------ Extracted data ------

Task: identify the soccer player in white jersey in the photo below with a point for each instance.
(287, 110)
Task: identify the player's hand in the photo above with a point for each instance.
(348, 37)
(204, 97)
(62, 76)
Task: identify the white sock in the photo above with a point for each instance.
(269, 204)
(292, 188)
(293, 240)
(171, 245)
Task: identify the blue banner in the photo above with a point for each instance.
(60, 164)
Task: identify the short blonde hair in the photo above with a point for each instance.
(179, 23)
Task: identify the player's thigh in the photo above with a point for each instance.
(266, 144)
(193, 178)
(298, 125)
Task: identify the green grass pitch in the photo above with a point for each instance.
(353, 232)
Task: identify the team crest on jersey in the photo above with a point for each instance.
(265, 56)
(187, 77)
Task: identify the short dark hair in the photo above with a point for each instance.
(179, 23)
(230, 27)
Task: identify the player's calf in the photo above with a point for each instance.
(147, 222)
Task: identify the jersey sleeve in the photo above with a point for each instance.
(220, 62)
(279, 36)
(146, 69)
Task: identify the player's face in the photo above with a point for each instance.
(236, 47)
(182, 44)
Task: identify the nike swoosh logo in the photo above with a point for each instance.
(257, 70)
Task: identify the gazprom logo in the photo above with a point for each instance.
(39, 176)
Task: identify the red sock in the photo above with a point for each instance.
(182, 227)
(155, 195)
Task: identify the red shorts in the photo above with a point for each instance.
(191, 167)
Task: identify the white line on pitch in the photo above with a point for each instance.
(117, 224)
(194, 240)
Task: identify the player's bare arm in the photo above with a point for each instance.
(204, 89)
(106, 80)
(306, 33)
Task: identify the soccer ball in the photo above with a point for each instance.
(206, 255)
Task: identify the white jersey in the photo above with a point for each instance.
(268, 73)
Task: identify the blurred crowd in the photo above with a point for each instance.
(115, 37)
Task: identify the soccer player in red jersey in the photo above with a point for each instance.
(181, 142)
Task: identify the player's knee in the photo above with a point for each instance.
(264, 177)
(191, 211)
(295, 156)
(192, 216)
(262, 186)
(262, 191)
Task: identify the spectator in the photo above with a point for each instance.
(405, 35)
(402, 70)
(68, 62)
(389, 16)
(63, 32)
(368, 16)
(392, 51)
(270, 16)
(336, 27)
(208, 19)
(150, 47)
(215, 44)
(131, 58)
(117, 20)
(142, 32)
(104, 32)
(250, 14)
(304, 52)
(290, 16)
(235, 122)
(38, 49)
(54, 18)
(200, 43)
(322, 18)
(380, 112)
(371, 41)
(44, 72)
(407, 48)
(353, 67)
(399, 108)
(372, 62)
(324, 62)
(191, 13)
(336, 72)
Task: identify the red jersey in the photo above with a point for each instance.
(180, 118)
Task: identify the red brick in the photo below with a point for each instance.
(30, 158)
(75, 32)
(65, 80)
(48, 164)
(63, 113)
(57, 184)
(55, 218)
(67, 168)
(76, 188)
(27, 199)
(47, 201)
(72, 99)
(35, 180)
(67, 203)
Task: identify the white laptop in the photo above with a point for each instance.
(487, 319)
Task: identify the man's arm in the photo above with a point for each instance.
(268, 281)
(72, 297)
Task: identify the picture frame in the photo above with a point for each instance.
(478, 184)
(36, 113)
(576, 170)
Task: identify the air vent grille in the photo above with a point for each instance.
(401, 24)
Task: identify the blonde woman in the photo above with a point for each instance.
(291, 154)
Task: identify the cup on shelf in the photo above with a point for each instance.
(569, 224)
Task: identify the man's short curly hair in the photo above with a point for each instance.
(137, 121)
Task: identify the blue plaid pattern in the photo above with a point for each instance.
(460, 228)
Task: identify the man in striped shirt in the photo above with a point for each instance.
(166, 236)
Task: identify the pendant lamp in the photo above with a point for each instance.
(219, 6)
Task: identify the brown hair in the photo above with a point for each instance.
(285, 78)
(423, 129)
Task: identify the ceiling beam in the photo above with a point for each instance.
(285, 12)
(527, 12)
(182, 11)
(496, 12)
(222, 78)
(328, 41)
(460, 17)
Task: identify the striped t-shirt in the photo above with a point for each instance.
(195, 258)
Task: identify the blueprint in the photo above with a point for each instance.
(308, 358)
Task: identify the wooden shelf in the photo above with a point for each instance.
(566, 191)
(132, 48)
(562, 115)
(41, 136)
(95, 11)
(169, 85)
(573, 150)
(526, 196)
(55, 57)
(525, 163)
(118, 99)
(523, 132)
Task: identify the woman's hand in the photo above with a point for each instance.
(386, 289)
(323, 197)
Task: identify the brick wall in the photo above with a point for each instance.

------

> [What you are asked to do] Write out all the entries exactly.

> [Task answer]
Task: identify the soccer player in white jersey in the photo below with a point for each instance.
(287, 110)
Task: identify the player's hand in the photo above with a point for each instance.
(348, 37)
(204, 97)
(62, 76)
Task: identify the white sock in the photo above with a point for each instance.
(269, 204)
(292, 188)
(293, 240)
(171, 245)
Task: identify the blue banner in the photo above with a point for each instance.
(60, 164)
Task: identify the short blonde hair in the photo above with a point for each instance.
(179, 23)
Task: identify the player's thigh in the photo above with a point for each instance.
(266, 144)
(193, 178)
(298, 125)
Task: identify the green grass pitch in the photo above with a point for each instance.
(353, 232)
Task: identify the team crest on jersey in the photo above with a point for each instance.
(265, 56)
(187, 77)
Task: identify the short dark hair in the photo above with a point for each instance.
(179, 23)
(230, 27)
Task: identify the player's calf in the photo above with a point for each instance.
(147, 222)
Task: identify the jersey sleeve in the photo above with a point for each instance.
(220, 62)
(279, 36)
(146, 69)
Task: identify the player's face in the photo above with a point for each instance.
(236, 47)
(182, 44)
Task: identify the nike swoosh logo in the photo above with a point for each instance.
(257, 70)
Task: identify the gazprom logo in the photo above with a point for each instance.
(39, 176)
Task: identify the red sock in the photo above with a point for each instance.
(182, 227)
(155, 195)
Task: identify the red shorts in the photo above with a point for each instance.
(191, 167)
Task: identify the white line on pitch in the photo above with a point for each instance.
(117, 224)
(194, 240)
Task: identify the player's bare arm in the photo above with a point for each instance.
(204, 89)
(106, 80)
(306, 33)
Task: identify the soccer ball in the photo above with a point for each instance.
(206, 255)
Task: identify the white jersey in the photo above with a point for each instance.
(268, 73)
Task: identify the blurred crowd in the photo above with a point for each instance.
(115, 37)
Task: identify the soccer player in red jersey in the photo above with a point for each instance.
(181, 142)
Task: identify the player's knee in the photo above with a point for each instance.
(264, 177)
(191, 211)
(295, 156)
(192, 216)
(262, 186)
(262, 191)
Task: identify the spectator in the photo above with a point for each instance.
(405, 35)
(402, 70)
(68, 62)
(389, 16)
(63, 32)
(368, 16)
(392, 51)
(270, 16)
(336, 27)
(208, 19)
(150, 47)
(215, 44)
(131, 58)
(117, 20)
(142, 32)
(104, 32)
(250, 14)
(304, 52)
(290, 16)
(235, 122)
(38, 49)
(54, 18)
(200, 43)
(322, 18)
(380, 112)
(371, 41)
(44, 72)
(407, 48)
(353, 67)
(399, 108)
(372, 62)
(324, 62)
(191, 13)
(336, 72)
Task: identify the red jersey in the photo above with a point for each instance.
(180, 118)
Task: identify the red brick in the photo below with a point for each instance.
(30, 158)
(75, 32)
(65, 80)
(48, 164)
(63, 113)
(57, 184)
(55, 218)
(67, 168)
(76, 188)
(27, 199)
(47, 201)
(72, 99)
(35, 180)
(67, 203)
Task: identify the white laptop in the photo above with a point for each instance.
(487, 319)
Task: identify the man's arm in the photo above with a point for each instance.
(268, 281)
(72, 297)
Task: identify the picture frame in the photo above with a point for each instance.
(478, 184)
(36, 113)
(576, 170)
Task: identify the air vent grille in the photo above with a point for each instance.
(401, 24)
Task: identify the blonde woman in the photo above with a point for each instance.
(291, 154)
Task: identify the cup on shelf in the photo above with a point for each instance.
(569, 224)
Task: identify the man's short curly hair in the photo above with a point for each instance.
(137, 121)
Task: identify the blue plaid pattern in the photo above with a point for each instance.
(460, 228)
Task: identify the man in striped shirt in the photo above with a point for each instance.
(166, 236)
Task: identify the pendant lamp in the photo above with a point for each instance.
(219, 6)
Task: identify the brown hair in the photo above with a point for each instance.
(285, 78)
(423, 129)
Task: identify the ceiling beam in the photo above with a point for each instance.
(285, 12)
(527, 12)
(182, 11)
(496, 12)
(222, 78)
(328, 41)
(460, 17)
Task: identify the striped t-shirt in the photo above with a point for each instance.
(195, 258)
Task: identify the blueprint in the photo above with a point for each instance.
(308, 358)
Task: identify the wooden shelf in the photo above with a point for each instance.
(566, 191)
(132, 48)
(562, 115)
(41, 136)
(95, 11)
(169, 85)
(573, 150)
(526, 196)
(55, 57)
(525, 163)
(118, 99)
(523, 132)
Task: identify the woman's hand in the photo above with a point for each instance.
(386, 289)
(323, 197)
Task: identify the brick wall in the photo above with a point for each instance.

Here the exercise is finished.